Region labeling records
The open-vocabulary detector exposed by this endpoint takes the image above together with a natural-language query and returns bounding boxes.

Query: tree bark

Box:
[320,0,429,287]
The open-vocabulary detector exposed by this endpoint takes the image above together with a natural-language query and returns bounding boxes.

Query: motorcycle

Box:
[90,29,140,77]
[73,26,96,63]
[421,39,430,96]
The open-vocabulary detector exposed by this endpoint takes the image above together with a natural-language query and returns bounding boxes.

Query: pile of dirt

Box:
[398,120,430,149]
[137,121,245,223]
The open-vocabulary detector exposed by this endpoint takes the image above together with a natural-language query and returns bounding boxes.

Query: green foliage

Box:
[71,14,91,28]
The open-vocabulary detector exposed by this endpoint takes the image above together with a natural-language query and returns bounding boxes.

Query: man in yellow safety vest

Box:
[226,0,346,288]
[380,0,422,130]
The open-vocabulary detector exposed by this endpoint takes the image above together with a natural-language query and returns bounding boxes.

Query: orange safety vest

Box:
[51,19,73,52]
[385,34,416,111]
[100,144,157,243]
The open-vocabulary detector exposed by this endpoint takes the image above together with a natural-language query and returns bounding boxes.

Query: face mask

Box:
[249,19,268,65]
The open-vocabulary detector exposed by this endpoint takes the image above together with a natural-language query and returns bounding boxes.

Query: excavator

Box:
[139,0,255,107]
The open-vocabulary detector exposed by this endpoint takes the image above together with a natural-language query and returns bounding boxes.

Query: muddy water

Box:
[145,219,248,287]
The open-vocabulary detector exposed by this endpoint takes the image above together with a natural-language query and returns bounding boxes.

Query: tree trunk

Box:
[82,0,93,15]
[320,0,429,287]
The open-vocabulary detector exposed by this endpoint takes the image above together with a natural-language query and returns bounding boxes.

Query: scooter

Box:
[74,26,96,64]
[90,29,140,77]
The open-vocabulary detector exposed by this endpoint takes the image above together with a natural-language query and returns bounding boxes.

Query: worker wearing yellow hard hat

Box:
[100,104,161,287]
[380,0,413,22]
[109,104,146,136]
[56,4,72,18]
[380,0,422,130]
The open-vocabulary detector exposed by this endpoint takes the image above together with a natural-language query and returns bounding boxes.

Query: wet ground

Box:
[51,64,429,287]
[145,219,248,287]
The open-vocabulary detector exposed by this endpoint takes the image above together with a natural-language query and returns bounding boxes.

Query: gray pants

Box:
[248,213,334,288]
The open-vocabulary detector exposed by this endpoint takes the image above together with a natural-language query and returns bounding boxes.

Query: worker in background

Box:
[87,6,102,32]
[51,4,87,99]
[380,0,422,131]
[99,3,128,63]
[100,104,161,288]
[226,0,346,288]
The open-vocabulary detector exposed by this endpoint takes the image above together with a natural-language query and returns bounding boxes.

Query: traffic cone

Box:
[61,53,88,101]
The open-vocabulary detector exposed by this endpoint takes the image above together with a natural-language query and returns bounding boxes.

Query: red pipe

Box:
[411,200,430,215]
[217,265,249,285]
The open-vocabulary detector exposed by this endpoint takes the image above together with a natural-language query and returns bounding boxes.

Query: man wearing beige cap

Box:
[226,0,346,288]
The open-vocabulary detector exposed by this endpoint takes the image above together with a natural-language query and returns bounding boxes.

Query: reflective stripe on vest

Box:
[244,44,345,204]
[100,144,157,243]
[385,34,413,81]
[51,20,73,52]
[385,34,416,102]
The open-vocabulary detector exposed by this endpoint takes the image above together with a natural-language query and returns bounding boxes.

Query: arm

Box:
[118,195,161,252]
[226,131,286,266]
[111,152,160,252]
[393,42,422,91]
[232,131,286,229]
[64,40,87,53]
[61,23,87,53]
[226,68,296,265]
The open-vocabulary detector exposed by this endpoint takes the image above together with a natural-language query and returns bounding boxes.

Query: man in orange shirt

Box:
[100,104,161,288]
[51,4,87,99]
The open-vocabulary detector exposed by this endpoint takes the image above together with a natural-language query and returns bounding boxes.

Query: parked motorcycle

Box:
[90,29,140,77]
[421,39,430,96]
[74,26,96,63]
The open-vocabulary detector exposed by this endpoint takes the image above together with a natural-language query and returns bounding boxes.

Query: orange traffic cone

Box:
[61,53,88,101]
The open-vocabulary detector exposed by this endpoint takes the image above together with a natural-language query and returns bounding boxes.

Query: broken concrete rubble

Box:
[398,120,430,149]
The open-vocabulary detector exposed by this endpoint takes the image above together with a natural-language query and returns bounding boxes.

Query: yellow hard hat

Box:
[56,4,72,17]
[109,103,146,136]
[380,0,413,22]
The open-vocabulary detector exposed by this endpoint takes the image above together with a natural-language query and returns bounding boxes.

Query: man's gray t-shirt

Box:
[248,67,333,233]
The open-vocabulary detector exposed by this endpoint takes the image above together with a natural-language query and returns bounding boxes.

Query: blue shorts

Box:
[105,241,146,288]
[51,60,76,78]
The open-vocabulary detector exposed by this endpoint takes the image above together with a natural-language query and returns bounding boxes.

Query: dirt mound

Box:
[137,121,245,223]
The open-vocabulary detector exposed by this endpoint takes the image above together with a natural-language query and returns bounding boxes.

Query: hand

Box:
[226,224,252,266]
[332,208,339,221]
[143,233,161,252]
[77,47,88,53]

• _Challenge_:
Would you reproduce all the entries exactly?

• _Written reply_:
The open-vocabulary detector exposed by this endpoint takes the image above together with a natural-language query and returns bounding boxes.

Query: tree bark

Box:
[320,0,429,287]
The open-vocabulary detector exposed by this endpoint takes the image above together with a natural-language query and returns bounding boxes.

Query: motorcycle

Box:
[90,29,140,77]
[73,26,96,63]
[421,39,430,96]
The open-vocabulary detector exposed by this endpoint takes the image above together with a natural-language query and returns bounding boxes.

Query: pile of dirt

Box:
[398,120,430,149]
[137,121,245,223]
The open-vocabulary detector exposed by this endpoint takes the image above together with a natural-language query and returns bounding boxes.

Query: green foliage

Box:
[71,14,91,28]
The open-vocabulary detector exposed by this endpoint takes the image above together with a natural-language query and returns bounding boxes.

Query: man in yellow safety vest

Box:
[226,0,346,288]
[380,0,422,130]
The open-vocabulary detector exposed by this endpoint takes the image above together with a natural-language query and returns bounding boxes.

Query: orange safety vest

Box:
[51,19,73,52]
[385,34,416,111]
[100,144,157,243]
The open-vocabulary detector exposed by this endpoint takes the image above together with a natural-language query and returns bounding boxes.

Query: face mask

Box:
[249,19,268,65]
The open-vocabulary detector exposed by this endpoint takes the image above together with a natural-language query and returns bounding boxes.

Query: excavator

Box:
[139,0,255,107]
The open-vocabulary detector exposed by this endpoint takes the image above together with a natural-language query and returns bounding boxes.

Query: muddy water

Box:
[145,219,248,287]
The open-vocabulary detector exposed by this endpoint takes the image above together with a natural-language query and returns bounding boxes.

Query: tree trunk

Box:
[82,0,93,15]
[320,0,429,287]
The open-vocabulary detector exposed by this endpoint takes the image above together with a natural-language query and returns bounding boxes.

Query: scooter

Box:
[74,26,96,64]
[90,29,140,77]
The open-vocabulary detector exposed by this endpoint takes the image above together with a natural-language query and returns bounding boxes.

Query: worker wearing yellow hard hat

Box:
[100,104,161,287]
[380,0,413,22]
[109,104,146,136]
[56,4,72,18]
[380,0,422,130]
The open-vocabulary detector exposed by this endpoint takes the image above together with a natural-language query and returns bounding boxes.

Query: wet ground

Box:
[51,64,429,287]
[145,219,248,287]
The open-vocabulary detector exposed by this endpoint takes the image above together with a natural-language query and returns bounding boxes.

Query: gray pants

Box:
[248,213,334,288]
The open-vocabulary detector exposed by this endpoint takes the image above together with a natural-language query and returns bounding boxes.

Query: worker in background

Box:
[87,6,102,32]
[51,4,87,99]
[380,0,422,131]
[99,3,128,63]
[100,104,161,288]
[226,0,346,288]
The open-vocabulary detector exposed by this endpoint takes the image above together with a natural-language query and returns bounding boxes.

Query: traffic cone

Box:
[61,53,88,101]
The open-vocabulary detector exposed by this endpoint takes the image above together with a natural-language query and returns bounding boxes.

Query: red pipe

Box:
[411,200,430,215]
[217,265,249,285]
The open-vocabulary detector exposed by this endpoint takes the image above together with a natural-language query and returns bounding boxes.

Query: man wearing beige cap

Box:
[226,0,346,288]
The open-vocabulary detector exposed by this endpoint takes the image above together with a natural-language query and returns bounding boxes.

Query: reflective stripe on vest

Box:
[244,44,345,204]
[100,144,157,243]
[385,34,413,81]
[51,20,73,52]
[385,34,416,102]
The open-vocabulary detector exposed by this endpoint takes the image above together with a natural-language query and returns bounding boxes.

Query: arm

Box:
[118,195,161,252]
[226,131,286,266]
[111,152,160,252]
[393,42,422,91]
[232,131,286,229]
[64,40,87,53]
[61,23,87,53]
[226,68,296,265]
The open-vocabulary detector exposed by this endpoint takes the image above together with a natural-language query and returns bounding boxes.

Query: man in orange shirt

Box:
[100,104,161,288]
[51,4,87,99]
The open-vocabulary detector exposed by this endpoint takes the image above together with a natural-language query and returns bounding boxes.

Query: parked motorcycle

Box:
[90,29,140,77]
[421,39,430,96]
[74,26,96,63]
The open-vocabulary detector exposed by this endpoint takes the image above together with a natural-language query and returns bounding boxes.

Query: orange traffic cone

Box:
[61,53,88,101]
The open-vocabulary detector exposed by this endpoint takes the image above together with a natural-language query and returns bounding boxes.

Query: broken concrete rubble

Box:
[398,120,430,149]
The open-vocabulary detector exposed by this endpoint takes the image above together with a natural-language query and returns bounding boxes.

Query: yellow hard hat

Box:
[56,4,72,17]
[109,103,146,136]
[380,0,413,22]
The open-vocabulary detector exposed by this endpoint takes the image above together with a natural-language query and returns bounding boxes.

Query: man's gray t-shirt

Box:
[248,67,333,233]
The open-vocabulary detector exposed by this endpoint takes the image above together with a natural-language query and returns bounding boxes.

Query: blue shorts

Box:
[105,241,146,288]
[51,60,76,78]
The open-vocabulary detector exposed by this endpoint takes the image above together with a natural-language query and returns bounding boxes.

Query: dirt mound

Box:
[137,121,245,223]
The open-vocabulary detector exposed by this endpoint takes the image above together with a natural-language query and returns bounding boxes.

Query: hand

Box:
[226,224,252,266]
[332,208,339,221]
[143,233,161,252]
[77,47,88,53]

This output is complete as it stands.